» WORK INSTRUCTIONS:
Pictures are to be left out; otherwise, copy exactly the lines from the line containing "the woman's face" through the end of the data.

-- Begin RECORDS FOR THIS TASK --

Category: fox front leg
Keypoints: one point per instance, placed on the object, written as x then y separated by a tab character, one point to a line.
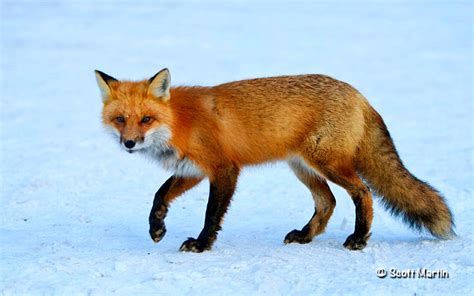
221	190
171	189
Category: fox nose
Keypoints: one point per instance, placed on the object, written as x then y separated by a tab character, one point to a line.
129	144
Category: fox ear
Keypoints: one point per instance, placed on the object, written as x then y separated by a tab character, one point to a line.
159	85
103	81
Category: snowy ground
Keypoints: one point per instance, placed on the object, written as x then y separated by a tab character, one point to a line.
74	207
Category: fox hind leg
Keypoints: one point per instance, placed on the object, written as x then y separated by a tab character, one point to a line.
344	175
324	203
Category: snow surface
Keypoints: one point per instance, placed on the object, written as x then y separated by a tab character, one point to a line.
74	206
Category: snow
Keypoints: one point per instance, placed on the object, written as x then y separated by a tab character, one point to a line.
74	206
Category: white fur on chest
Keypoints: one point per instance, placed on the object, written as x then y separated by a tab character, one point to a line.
157	148
180	166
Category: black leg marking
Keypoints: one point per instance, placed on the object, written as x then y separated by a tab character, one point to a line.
158	211
220	195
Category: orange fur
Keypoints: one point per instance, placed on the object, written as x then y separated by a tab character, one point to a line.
325	123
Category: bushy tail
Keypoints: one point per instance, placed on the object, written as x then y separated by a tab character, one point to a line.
419	204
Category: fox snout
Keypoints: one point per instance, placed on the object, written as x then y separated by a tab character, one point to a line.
131	145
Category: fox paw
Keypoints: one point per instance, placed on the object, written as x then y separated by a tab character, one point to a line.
356	242
194	245
297	236
157	231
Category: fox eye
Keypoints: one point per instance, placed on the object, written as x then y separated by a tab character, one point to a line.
146	119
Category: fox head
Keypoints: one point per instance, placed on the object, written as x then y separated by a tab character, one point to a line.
138	113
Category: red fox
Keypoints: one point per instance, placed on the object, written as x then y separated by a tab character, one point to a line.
323	128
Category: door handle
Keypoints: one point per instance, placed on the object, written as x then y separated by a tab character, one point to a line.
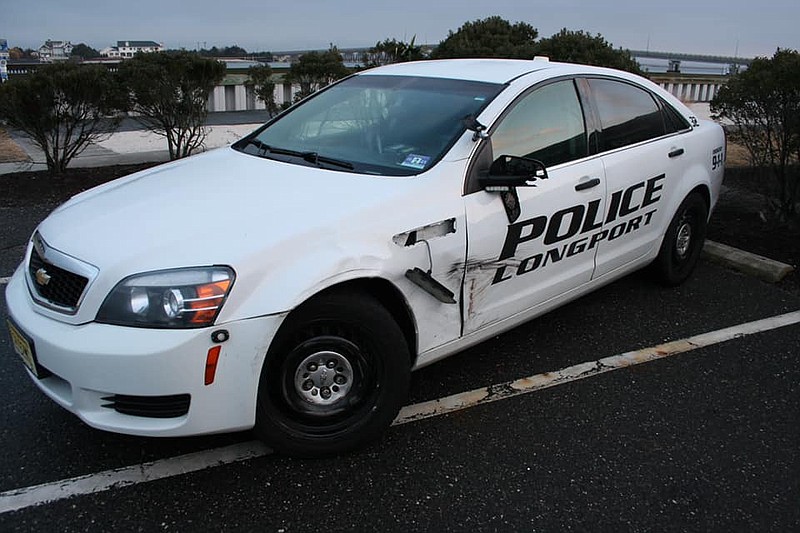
588	184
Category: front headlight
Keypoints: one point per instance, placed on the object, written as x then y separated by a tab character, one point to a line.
180	298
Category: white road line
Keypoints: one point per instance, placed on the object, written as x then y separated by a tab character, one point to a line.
501	391
14	500
17	499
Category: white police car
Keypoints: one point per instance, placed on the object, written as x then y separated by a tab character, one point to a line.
292	281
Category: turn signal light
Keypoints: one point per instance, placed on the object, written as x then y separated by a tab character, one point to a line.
211	364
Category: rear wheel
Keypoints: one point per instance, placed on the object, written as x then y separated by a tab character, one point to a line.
335	377
683	241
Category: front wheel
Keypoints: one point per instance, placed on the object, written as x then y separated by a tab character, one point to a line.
683	241
334	379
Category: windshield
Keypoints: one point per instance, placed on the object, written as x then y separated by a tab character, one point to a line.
386	125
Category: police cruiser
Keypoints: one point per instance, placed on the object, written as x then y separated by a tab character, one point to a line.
292	281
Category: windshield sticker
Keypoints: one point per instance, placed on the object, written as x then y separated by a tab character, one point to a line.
416	161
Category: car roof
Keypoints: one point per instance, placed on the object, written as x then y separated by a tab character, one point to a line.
484	70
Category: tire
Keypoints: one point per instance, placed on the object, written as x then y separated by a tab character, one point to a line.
334	378
682	242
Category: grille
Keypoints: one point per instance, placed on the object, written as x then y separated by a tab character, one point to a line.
64	288
149	406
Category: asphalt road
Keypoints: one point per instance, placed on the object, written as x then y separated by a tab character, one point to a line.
708	440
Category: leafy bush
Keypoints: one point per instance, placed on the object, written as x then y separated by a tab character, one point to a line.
763	104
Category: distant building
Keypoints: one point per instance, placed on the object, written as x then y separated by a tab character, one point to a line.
127	49
55	51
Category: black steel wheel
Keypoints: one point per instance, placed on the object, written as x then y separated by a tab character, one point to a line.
683	241
335	377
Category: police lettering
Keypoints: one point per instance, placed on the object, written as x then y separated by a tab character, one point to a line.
578	220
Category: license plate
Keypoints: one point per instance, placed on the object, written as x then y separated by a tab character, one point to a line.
23	346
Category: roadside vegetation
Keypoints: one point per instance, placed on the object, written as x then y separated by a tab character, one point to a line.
169	96
763	104
65	107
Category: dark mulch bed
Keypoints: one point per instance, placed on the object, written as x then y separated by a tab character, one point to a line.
31	188
740	219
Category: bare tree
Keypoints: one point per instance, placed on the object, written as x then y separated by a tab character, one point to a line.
169	94
63	108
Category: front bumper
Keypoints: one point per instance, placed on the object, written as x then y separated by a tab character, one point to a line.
93	362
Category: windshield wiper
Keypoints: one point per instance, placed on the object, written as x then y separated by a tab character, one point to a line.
314	157
265	149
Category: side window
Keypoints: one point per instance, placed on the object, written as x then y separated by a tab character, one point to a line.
628	114
674	120
547	125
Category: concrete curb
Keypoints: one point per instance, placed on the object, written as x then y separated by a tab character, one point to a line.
758	266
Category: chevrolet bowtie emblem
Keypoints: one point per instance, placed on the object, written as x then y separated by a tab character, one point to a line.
42	277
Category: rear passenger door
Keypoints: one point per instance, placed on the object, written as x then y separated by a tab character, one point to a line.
643	156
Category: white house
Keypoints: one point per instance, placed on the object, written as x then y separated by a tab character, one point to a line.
55	51
126	49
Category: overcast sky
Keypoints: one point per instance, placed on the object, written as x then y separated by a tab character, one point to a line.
712	27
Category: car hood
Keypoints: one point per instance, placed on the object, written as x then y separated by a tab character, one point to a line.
214	208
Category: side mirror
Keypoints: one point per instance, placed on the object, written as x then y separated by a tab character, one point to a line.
509	171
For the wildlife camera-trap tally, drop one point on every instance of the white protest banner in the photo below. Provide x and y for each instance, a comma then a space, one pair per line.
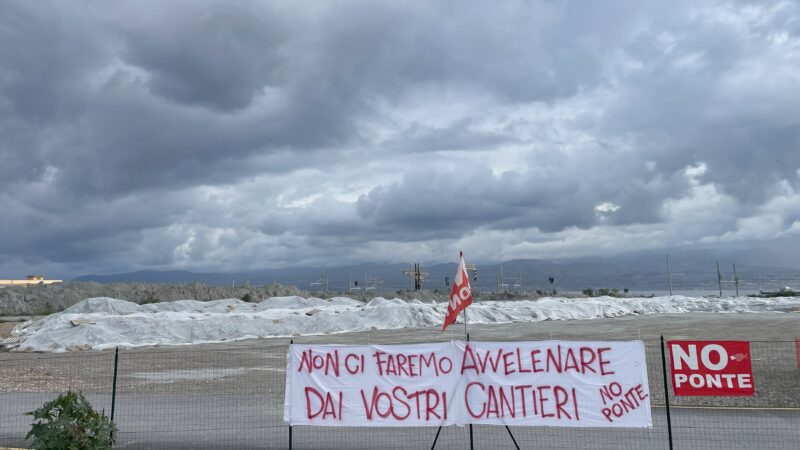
541, 383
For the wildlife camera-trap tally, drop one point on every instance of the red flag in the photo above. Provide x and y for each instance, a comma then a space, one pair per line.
460, 295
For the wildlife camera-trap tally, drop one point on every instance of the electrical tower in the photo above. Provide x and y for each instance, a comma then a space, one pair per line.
371, 284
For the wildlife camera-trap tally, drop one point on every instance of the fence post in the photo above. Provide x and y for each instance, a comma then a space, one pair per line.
114, 385
291, 341
666, 391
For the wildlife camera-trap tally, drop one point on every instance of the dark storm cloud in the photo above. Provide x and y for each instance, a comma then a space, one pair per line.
210, 134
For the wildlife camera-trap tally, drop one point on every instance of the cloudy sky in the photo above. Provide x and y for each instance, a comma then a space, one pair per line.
217, 135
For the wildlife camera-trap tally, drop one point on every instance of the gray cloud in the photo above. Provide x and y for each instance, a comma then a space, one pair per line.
218, 136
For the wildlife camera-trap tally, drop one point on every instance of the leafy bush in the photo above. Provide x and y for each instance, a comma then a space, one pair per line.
70, 422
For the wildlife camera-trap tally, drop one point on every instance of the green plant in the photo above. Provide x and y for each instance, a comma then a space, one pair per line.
69, 422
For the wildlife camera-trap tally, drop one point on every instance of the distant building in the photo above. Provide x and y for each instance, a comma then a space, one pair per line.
30, 279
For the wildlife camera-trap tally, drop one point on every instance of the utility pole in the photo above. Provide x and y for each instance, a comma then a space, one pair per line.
669, 276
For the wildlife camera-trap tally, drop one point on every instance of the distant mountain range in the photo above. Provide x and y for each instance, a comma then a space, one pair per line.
694, 269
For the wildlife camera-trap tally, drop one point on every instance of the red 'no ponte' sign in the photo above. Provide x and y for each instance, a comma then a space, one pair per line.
711, 368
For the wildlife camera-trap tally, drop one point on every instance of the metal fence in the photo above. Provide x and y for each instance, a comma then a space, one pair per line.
231, 396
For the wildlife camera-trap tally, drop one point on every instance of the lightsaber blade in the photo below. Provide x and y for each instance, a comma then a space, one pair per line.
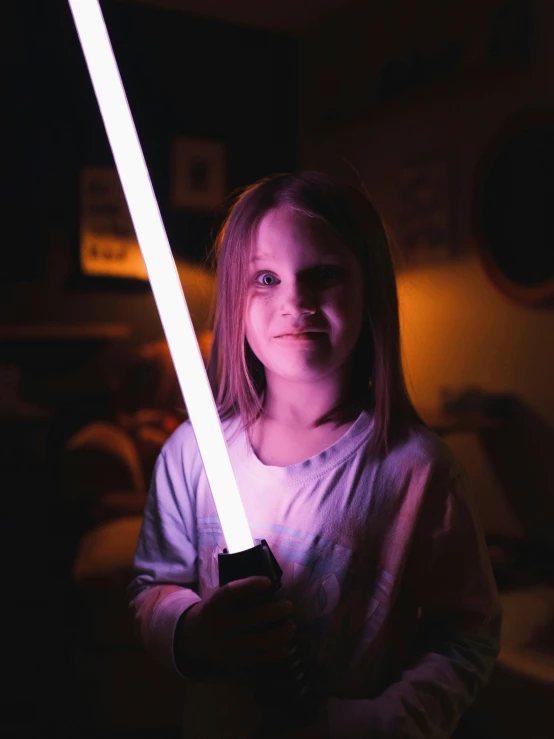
162, 272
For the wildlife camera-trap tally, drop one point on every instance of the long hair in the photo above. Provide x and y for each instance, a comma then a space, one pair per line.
377, 380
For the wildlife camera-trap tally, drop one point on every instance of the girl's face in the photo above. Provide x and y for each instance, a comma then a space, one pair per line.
305, 298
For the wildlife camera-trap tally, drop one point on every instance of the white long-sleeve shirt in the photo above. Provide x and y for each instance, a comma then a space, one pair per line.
383, 559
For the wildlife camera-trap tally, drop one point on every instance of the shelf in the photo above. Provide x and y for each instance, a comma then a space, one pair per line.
66, 332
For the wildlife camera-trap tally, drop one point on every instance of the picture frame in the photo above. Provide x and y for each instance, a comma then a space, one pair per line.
108, 247
424, 226
198, 173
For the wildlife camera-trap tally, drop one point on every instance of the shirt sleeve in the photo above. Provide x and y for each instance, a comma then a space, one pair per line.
458, 638
165, 563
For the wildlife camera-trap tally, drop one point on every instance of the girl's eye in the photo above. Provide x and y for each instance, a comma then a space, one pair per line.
267, 279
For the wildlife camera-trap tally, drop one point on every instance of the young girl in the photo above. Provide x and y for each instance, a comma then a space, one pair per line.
384, 565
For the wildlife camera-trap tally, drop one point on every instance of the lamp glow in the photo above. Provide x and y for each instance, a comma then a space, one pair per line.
162, 272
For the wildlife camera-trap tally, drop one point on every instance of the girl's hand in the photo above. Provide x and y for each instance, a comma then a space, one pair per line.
317, 729
233, 628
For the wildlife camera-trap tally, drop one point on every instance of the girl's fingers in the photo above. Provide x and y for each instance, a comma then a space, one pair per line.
267, 639
238, 589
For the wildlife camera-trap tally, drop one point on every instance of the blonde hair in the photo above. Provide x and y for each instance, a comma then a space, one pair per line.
377, 380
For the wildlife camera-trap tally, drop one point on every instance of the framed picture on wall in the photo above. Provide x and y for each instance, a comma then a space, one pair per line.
424, 218
198, 173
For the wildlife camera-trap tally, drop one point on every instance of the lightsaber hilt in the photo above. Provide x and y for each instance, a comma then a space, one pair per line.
286, 688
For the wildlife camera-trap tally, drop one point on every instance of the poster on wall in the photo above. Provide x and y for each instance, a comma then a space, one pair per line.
108, 245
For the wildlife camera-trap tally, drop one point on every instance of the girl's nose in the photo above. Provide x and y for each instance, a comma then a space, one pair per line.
299, 300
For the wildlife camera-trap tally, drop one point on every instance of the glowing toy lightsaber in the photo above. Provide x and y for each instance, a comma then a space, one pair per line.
162, 272
287, 689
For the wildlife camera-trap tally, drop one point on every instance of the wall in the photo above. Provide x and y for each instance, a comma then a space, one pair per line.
183, 76
457, 329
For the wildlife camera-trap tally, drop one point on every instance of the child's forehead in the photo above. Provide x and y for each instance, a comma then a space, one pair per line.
283, 229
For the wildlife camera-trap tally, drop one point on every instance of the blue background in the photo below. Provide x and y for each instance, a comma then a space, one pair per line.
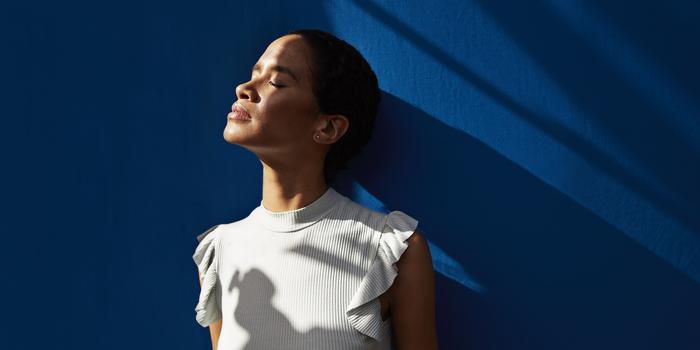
550, 151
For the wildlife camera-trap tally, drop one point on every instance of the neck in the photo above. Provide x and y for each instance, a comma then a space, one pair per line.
290, 189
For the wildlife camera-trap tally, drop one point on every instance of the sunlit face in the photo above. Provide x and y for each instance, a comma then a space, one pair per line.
279, 100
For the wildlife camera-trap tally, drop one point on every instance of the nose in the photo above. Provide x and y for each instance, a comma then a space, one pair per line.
246, 91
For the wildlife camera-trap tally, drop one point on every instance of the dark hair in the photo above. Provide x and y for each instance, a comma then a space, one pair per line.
343, 83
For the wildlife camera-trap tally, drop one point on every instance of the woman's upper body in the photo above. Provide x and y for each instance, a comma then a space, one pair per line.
310, 278
309, 268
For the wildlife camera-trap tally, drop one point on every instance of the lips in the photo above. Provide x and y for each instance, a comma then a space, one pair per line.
239, 112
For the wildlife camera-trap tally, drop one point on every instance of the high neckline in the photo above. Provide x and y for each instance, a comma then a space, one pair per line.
297, 219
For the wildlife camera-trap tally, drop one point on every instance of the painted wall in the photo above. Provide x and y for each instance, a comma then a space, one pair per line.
549, 149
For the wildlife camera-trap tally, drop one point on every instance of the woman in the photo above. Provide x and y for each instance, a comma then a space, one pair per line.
309, 268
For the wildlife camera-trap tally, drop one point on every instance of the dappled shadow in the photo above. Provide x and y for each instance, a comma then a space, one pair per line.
551, 268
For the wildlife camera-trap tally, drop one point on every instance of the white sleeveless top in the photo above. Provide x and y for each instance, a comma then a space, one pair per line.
308, 278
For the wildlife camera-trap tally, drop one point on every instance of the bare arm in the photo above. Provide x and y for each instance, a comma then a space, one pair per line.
412, 296
214, 328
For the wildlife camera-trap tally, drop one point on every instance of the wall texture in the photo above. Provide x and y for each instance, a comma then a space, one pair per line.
549, 149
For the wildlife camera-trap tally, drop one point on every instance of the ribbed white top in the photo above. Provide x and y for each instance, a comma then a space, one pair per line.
307, 278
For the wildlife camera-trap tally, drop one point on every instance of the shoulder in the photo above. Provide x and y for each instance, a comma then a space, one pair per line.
417, 255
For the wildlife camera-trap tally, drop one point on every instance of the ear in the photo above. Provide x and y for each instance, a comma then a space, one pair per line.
330, 128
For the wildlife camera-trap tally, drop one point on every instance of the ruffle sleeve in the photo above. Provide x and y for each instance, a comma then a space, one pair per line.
208, 309
364, 311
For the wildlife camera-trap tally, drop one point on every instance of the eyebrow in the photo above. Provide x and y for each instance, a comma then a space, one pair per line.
278, 68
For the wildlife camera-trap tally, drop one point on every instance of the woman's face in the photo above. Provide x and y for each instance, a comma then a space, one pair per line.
279, 100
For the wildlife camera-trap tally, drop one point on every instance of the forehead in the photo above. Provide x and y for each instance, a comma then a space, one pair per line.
289, 51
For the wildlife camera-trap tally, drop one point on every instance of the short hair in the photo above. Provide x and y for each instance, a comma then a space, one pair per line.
343, 83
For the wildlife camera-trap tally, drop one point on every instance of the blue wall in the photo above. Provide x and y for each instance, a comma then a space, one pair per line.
550, 151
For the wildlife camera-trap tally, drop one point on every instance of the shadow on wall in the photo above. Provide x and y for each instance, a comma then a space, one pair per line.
552, 270
669, 169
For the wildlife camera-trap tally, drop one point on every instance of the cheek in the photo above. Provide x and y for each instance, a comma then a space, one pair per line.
286, 111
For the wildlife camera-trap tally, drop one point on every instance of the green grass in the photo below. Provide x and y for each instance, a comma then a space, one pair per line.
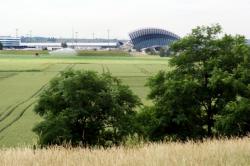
23, 78
102, 53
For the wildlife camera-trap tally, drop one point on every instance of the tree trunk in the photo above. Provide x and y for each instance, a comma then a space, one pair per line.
209, 120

-- End RECORDS FOR THIS TASK --

» THE RESULT:
For the wildlife camera-trap tally, drop one point on every instance of the woman's face in the photo above. Provide x and y for each instance, a comma then a space, one pair per line.
279, 100
For the wildlife camera-trap tally, drop one point on every instance of the forehead in the photo above. Provide x and y for each instance, a comma then a space, one pair per line.
289, 51
For the wildlife camera-trap tally, drop one point on every instance of the short hair in the photo above. Provide x and y for each instance, a comma then a space, one pair per line.
343, 83
For the wildlife camera-trap tally, drop one point on every instance of the blue wall in the photo above. Provide x and y for each instance, a comma then a space, one pair per line.
550, 151
For the wildlife camera-trap tally, drop one point on every instance of the shadow on wall in the photo above. Provide x and y for each instance, a comma then a space, one pair per line.
552, 270
669, 169
For the wildlife camera-trap tally, drop one point on every instance of the cheek in the photo above. Provide x and y for each instance, a comma then a space, one pair per line.
286, 111
For the wildlife camera-trap tally, drop one point on every instance of the green grass in the photo below. Provide x and y for each instance, a comma then a space, one pair per line.
23, 78
102, 53
For the wildlife camera-trap tally, drop one point on every instance of the tree trunk in the photo above. Provide x and y for each instance, a comma then a space, one pair per line.
209, 120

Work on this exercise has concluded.